(What is expected): Please report how many lines of the material below contain the word "shirt", giving only the number.

(Listed records):
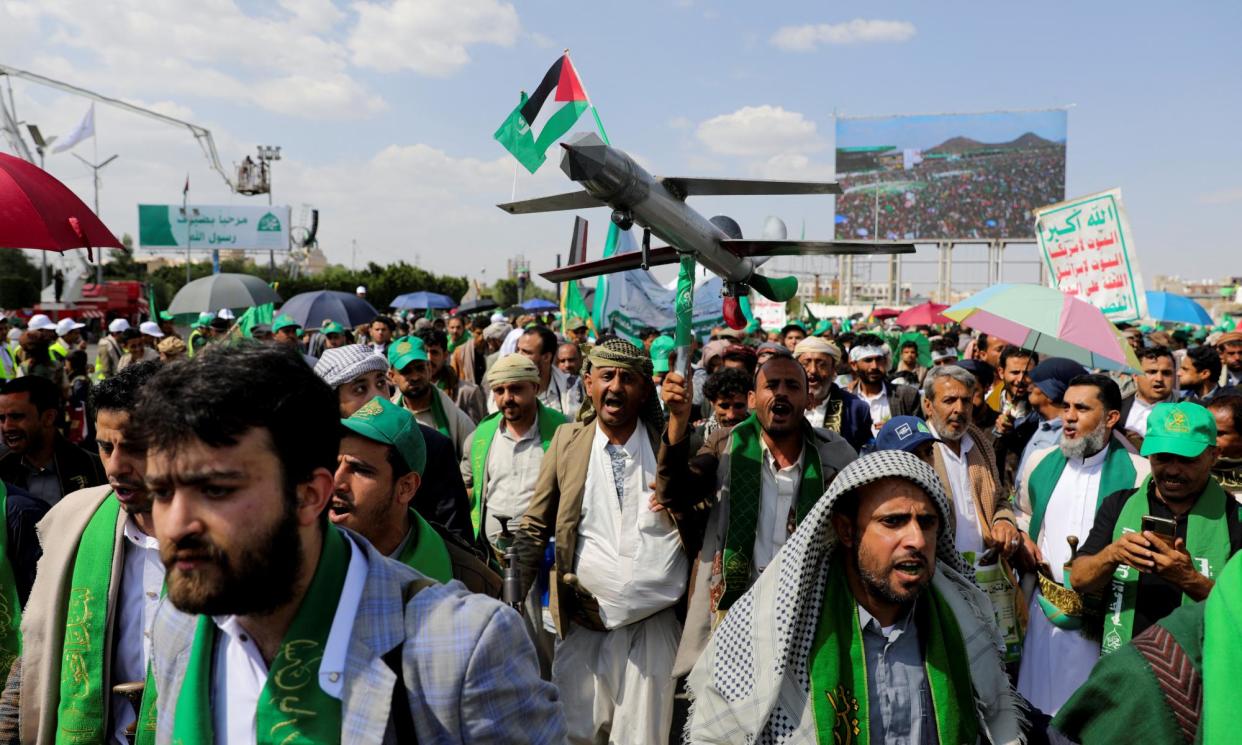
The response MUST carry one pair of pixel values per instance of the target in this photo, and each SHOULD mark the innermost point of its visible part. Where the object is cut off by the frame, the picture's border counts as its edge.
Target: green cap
(286, 322)
(386, 422)
(661, 347)
(1181, 428)
(405, 350)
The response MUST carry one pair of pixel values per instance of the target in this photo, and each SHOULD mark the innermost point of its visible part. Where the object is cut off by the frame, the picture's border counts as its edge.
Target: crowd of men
(481, 529)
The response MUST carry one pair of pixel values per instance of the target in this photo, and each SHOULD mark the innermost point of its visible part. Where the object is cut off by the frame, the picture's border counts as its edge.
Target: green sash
(437, 411)
(545, 419)
(1117, 474)
(10, 610)
(838, 668)
(426, 551)
(745, 460)
(1222, 656)
(1207, 539)
(292, 708)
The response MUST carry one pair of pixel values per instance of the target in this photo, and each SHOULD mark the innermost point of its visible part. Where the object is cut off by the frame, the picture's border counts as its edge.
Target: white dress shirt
(629, 556)
(969, 537)
(1137, 421)
(1055, 661)
(239, 672)
(879, 409)
(509, 476)
(778, 493)
(142, 581)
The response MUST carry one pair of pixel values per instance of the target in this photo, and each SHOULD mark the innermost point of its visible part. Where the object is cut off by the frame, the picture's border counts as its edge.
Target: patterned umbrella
(1047, 320)
(924, 314)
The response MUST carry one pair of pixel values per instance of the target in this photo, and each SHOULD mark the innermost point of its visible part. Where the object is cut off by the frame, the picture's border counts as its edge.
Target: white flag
(83, 130)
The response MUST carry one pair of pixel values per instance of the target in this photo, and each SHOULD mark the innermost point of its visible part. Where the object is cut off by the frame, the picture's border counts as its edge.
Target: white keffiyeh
(753, 682)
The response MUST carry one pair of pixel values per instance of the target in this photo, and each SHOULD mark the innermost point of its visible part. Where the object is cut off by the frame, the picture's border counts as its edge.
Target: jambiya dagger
(610, 178)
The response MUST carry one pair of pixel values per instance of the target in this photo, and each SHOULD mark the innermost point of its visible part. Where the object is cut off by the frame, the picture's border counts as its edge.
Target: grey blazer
(470, 669)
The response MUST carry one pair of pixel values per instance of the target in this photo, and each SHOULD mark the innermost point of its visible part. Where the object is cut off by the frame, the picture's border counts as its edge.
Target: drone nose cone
(581, 163)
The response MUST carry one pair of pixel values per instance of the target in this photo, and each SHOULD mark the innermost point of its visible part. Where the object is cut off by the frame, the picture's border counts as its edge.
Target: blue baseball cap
(903, 432)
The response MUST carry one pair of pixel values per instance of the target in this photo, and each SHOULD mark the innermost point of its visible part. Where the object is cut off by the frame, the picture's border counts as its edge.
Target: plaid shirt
(470, 669)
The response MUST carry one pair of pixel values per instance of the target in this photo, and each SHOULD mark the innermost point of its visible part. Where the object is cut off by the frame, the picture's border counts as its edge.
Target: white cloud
(793, 165)
(429, 36)
(809, 36)
(759, 130)
(285, 58)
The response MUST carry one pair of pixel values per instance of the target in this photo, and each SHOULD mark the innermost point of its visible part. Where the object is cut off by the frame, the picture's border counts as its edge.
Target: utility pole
(267, 155)
(41, 145)
(96, 168)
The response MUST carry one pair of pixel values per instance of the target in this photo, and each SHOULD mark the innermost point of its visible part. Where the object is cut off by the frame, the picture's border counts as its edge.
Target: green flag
(517, 138)
(253, 317)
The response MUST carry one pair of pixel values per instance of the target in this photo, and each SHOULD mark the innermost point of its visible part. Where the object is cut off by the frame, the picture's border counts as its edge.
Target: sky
(385, 108)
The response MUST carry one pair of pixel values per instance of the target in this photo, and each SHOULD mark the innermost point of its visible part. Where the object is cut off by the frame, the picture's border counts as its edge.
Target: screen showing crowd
(944, 176)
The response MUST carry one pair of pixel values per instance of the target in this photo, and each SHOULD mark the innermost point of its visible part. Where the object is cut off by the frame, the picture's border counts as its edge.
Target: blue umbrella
(312, 308)
(1174, 308)
(421, 301)
(539, 304)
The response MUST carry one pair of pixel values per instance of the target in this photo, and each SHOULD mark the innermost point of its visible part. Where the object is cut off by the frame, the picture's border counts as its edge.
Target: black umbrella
(477, 306)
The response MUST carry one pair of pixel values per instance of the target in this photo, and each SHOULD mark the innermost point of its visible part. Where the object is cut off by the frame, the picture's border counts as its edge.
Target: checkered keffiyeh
(619, 353)
(338, 366)
(753, 682)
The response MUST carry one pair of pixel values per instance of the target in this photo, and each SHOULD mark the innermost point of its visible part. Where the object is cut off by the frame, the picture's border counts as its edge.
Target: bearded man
(380, 469)
(620, 566)
(358, 375)
(981, 514)
(754, 482)
(1062, 489)
(86, 627)
(829, 405)
(868, 358)
(278, 626)
(866, 628)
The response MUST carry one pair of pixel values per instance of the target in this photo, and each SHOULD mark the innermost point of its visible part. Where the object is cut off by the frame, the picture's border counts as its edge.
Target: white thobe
(509, 476)
(778, 493)
(969, 535)
(881, 411)
(239, 672)
(142, 581)
(1137, 421)
(630, 559)
(1056, 662)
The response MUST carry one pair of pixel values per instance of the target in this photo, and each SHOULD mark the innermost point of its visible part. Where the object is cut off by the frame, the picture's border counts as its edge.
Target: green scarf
(745, 479)
(838, 668)
(437, 411)
(426, 551)
(1222, 656)
(1207, 539)
(545, 419)
(10, 609)
(83, 703)
(1117, 474)
(292, 708)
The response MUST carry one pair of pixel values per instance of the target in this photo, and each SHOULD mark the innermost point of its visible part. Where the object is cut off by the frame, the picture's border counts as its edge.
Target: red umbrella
(925, 314)
(37, 211)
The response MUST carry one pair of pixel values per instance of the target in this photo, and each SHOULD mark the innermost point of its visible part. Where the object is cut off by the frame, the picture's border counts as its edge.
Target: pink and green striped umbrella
(1048, 322)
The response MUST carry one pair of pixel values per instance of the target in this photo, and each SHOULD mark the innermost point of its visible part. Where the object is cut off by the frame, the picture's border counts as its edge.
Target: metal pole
(42, 272)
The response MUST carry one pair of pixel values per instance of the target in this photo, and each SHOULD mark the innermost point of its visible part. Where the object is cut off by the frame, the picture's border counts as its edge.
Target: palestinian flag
(519, 133)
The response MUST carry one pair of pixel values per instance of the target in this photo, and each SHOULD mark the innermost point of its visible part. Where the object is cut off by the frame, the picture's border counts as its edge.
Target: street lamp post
(97, 168)
(268, 154)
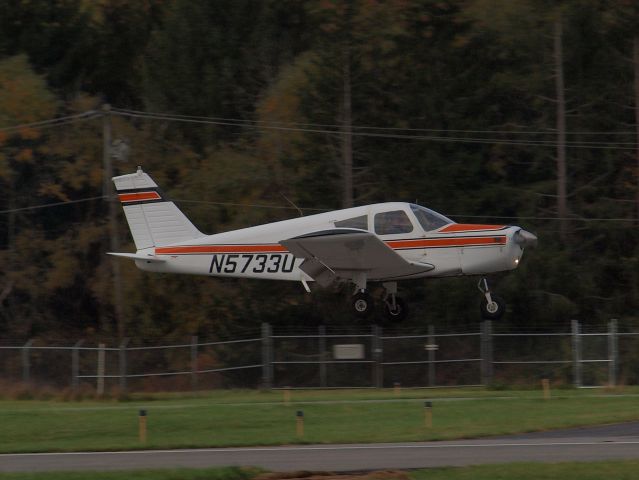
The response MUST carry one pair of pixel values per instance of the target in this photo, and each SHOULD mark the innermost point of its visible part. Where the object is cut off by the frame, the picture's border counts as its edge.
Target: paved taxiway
(583, 444)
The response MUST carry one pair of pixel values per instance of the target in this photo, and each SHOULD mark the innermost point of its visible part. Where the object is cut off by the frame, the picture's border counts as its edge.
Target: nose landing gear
(492, 307)
(362, 304)
(395, 309)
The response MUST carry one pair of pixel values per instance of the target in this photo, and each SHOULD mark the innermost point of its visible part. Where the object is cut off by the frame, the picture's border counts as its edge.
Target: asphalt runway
(608, 442)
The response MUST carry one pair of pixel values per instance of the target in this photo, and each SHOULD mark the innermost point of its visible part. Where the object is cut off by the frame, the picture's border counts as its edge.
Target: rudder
(154, 221)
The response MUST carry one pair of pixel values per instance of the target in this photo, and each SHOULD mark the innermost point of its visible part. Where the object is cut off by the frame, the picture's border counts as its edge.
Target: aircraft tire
(495, 311)
(362, 304)
(400, 313)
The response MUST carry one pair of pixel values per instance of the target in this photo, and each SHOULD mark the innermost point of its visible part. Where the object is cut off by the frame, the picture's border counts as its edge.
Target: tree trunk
(562, 204)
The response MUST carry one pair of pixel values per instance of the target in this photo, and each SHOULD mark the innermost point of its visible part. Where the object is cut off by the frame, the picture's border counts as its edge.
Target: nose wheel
(492, 307)
(362, 304)
(395, 309)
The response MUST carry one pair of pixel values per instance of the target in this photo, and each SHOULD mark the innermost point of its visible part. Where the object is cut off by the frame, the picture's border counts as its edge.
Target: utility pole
(347, 131)
(109, 196)
(636, 81)
(562, 204)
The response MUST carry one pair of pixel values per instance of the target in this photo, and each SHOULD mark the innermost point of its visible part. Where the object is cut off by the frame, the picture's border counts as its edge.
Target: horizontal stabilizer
(137, 256)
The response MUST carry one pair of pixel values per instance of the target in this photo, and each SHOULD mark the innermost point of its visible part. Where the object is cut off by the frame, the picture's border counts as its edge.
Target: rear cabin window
(429, 219)
(388, 223)
(355, 222)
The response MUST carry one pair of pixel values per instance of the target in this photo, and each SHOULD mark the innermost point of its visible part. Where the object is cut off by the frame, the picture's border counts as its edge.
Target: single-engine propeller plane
(381, 243)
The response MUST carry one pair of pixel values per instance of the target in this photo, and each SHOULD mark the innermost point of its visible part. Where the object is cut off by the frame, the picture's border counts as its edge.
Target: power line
(54, 204)
(357, 127)
(330, 131)
(53, 122)
(358, 131)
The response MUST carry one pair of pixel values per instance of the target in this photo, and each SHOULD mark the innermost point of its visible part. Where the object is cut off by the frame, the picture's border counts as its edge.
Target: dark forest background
(513, 111)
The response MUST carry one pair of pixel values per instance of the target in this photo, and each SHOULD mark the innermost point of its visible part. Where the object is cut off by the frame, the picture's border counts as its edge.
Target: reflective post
(122, 362)
(576, 353)
(431, 355)
(613, 349)
(26, 362)
(75, 365)
(194, 368)
(101, 360)
(322, 355)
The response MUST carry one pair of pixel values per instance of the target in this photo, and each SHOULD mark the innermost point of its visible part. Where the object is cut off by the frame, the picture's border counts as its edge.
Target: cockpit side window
(388, 223)
(428, 219)
(355, 222)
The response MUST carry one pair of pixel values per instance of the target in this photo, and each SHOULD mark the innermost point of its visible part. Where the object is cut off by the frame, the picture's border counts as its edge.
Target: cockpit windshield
(429, 219)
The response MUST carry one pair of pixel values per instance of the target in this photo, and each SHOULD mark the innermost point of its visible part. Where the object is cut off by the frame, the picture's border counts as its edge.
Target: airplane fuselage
(255, 252)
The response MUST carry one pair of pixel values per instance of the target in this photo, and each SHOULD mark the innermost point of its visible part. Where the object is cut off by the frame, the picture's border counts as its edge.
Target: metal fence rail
(368, 357)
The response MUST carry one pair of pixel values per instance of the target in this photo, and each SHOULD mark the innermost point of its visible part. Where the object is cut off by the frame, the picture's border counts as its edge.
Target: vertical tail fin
(154, 221)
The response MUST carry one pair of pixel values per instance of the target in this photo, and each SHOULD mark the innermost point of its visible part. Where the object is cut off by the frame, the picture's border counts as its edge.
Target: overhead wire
(357, 127)
(52, 122)
(322, 128)
(54, 204)
(332, 130)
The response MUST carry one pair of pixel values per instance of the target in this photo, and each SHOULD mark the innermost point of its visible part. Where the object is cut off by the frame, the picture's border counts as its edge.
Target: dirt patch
(305, 475)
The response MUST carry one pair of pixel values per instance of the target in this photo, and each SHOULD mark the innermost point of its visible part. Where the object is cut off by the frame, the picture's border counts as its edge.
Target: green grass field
(620, 470)
(233, 418)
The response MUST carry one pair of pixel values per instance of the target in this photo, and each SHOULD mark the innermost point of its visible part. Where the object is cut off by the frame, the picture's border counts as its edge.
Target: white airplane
(383, 243)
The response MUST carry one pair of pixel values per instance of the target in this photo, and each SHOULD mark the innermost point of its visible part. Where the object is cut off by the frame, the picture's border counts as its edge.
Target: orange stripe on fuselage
(394, 244)
(139, 196)
(199, 249)
(468, 227)
(447, 242)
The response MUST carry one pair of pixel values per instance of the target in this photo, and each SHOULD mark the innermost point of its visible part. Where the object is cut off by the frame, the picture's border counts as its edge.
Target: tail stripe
(134, 198)
(154, 220)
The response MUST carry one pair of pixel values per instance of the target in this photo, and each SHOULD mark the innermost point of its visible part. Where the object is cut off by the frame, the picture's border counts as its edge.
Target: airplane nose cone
(525, 239)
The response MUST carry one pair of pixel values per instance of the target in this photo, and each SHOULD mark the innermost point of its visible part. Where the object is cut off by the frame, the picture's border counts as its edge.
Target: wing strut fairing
(346, 254)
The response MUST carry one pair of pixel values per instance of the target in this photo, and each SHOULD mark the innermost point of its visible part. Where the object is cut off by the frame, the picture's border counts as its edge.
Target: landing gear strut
(395, 308)
(492, 307)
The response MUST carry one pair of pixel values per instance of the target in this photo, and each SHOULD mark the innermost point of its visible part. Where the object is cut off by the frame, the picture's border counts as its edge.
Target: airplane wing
(343, 253)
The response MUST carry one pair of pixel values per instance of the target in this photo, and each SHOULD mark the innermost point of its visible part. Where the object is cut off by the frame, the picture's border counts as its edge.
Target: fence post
(26, 362)
(322, 352)
(576, 353)
(487, 351)
(194, 366)
(377, 351)
(267, 356)
(122, 362)
(75, 365)
(100, 379)
(431, 355)
(613, 349)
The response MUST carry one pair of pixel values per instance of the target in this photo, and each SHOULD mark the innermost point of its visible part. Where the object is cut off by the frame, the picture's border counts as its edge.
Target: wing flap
(137, 256)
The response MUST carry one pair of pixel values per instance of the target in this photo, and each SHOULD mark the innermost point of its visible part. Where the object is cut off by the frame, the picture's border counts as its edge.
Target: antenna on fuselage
(291, 202)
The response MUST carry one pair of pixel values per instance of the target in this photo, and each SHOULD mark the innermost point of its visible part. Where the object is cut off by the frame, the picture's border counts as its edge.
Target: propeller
(525, 239)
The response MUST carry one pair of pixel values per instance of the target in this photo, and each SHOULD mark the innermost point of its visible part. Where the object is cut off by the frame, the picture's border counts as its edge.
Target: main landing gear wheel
(362, 304)
(397, 312)
(492, 307)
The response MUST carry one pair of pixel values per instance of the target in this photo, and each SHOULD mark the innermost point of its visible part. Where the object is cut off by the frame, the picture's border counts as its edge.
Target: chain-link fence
(325, 357)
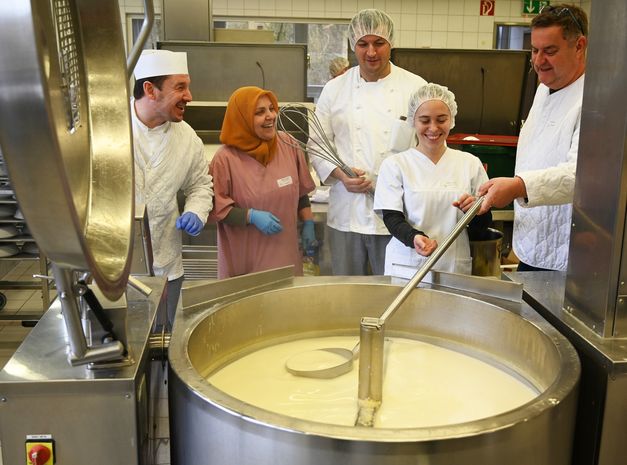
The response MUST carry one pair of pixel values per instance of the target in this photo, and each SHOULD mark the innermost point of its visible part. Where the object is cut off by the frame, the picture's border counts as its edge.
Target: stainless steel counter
(98, 417)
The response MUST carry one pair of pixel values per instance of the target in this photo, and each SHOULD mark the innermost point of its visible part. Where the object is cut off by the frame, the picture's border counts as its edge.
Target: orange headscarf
(238, 129)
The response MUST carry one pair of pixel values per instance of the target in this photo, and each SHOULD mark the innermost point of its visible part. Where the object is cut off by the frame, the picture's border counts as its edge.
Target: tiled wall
(419, 23)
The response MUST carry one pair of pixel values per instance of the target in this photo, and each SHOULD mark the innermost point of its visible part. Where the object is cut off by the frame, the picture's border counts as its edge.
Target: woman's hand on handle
(424, 246)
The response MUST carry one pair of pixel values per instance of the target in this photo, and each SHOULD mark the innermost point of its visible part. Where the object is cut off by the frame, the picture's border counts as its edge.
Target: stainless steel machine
(76, 391)
(225, 320)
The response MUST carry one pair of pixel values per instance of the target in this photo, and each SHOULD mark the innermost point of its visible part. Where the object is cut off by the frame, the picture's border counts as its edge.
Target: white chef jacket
(168, 158)
(358, 117)
(546, 160)
(411, 183)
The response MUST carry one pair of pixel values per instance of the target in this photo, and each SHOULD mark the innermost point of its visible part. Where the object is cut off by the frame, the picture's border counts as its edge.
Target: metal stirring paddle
(331, 362)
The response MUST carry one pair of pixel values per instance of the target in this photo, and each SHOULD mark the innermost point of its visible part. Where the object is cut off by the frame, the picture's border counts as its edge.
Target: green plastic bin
(499, 161)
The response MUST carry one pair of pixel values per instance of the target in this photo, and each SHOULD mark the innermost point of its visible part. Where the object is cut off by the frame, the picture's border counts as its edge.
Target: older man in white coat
(358, 111)
(169, 157)
(546, 158)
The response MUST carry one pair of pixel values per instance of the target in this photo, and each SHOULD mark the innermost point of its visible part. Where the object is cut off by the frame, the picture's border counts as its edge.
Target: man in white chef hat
(546, 158)
(169, 157)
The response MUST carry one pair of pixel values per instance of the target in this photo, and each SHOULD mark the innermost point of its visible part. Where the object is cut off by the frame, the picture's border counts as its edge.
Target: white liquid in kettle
(424, 385)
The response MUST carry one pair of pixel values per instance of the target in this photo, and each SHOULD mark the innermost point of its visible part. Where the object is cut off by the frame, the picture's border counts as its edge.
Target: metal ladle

(Completed task): 2